This is the moment pro-Russian LPR fighters load up a battery of howitzers and fire missiles at a Ukrainian base.
The People’s Militia of the so-called Luhansk People’s Republic (LPR) took journalists to the front line outside the village of Borovsky to film the strike against Ukrainian resistance fighters.
The pro-Russia unit claimed they destroyed an entire fortified area consisting of concentrated manpower and military equipment.
The militia said they used mortars and tank fire to destroy the Ukrainian base after first giving the enemy the option to withdraw or surrender.
One LPR fighter told reporters: “The situation has changed a lot. The enemy is not so active anymore. Now, our artillery and tank units are working very well together.”
Russian troops invaded Ukraine on February 24 in what the Kremlin is still calling a “special military operation”. June 1 marks the 98th day of the campaign.
From February 24 to June 1, the total combat losses of Russian troops stand at around 30,700 personnel, according to the General Staff of the Armed Forces of Ukraine.
The Ukrainian military also claims that Russia has lost 1,361 tanks, 3,343 armored fighting vehicles, 659 artillery systems, 207 multiple launch rocket systems, 94 anti-aircraft systems, 208 warplanes, 175 helicopters, 2,290 motor vehicles and fuel tankers, 13 vessels, 519 unmanned aerial vehicles, 49 units of special equipment, and 120 cruise missiles.
In recent news, Ukrainian President Volodymyr Zelenskyy called Russian strikes on a nitric acid tank in the besieged eastern city of Sievierodonetsk “madness.”
Residents of Sievierodonetsk have been warned to remain in bomb shelters and to prepare masks to protect themselves against toxic fumes.
Analysts say up to 70 percent of the embattled city is now controlled by Russian forces, with almost all critical infrastructure and housing destroyed.
President Joe Biden said he will send Kyiv more advanced US rocket systems that will help to strike enemy forces from a longer distance.
The armaments include the M142 High Mobility Artillery Rocket System (HIMARS), according to White House sources, which can launch multiple missiles precision-guided to strike as far away as 45 miles, which is much further than Ukraine’s current panoply. The system is believed to be more accurate than Russian equivalents.
Kremlin sources say that NATO and the US are thereby adding fuel to the fire in the conflict in Ukraine.
And European Union leaders reached an agreement to ban 90 percent of oil imports from Russia, but they remain undecided on natural gas imports.
Despite setbacks in eastern Ukraine, Ukrainian troops have made advances in Kherson in the south and around Kharkiv in the northeast.

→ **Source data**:

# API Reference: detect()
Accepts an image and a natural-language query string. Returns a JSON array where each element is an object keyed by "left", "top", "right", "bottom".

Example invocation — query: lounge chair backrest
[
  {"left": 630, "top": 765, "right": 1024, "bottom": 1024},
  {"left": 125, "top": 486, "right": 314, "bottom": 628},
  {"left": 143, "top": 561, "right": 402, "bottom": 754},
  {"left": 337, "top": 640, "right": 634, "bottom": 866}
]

→ **Problem set**:
a - Answer these questions using the report.
(i) Outside which village did the People's Militia take journalists to film the strike?
(ii) According to White House sources, how far away can the HIMARS missiles strike?
(iii) What percentage of oil imports from Russia did European Union leaders agree to ban?
b - Rewrite the part of the report starting with "And European Union" and going on through "in the northeast.", replacing "European Union" with "EU".

→ **Answers for this exercise**:
a -
(i) Borovsky
(ii) As far as 45 miles
(iii) 90 percent

b -
And EU leaders reached an agreement to ban 90 percent of oil imports from Russia, but they remain undecided on natural gas imports.
Despite setbacks in eastern Ukraine, Ukrainian troops have made advances in Kherson in the south and around Kharkiv in the northeast.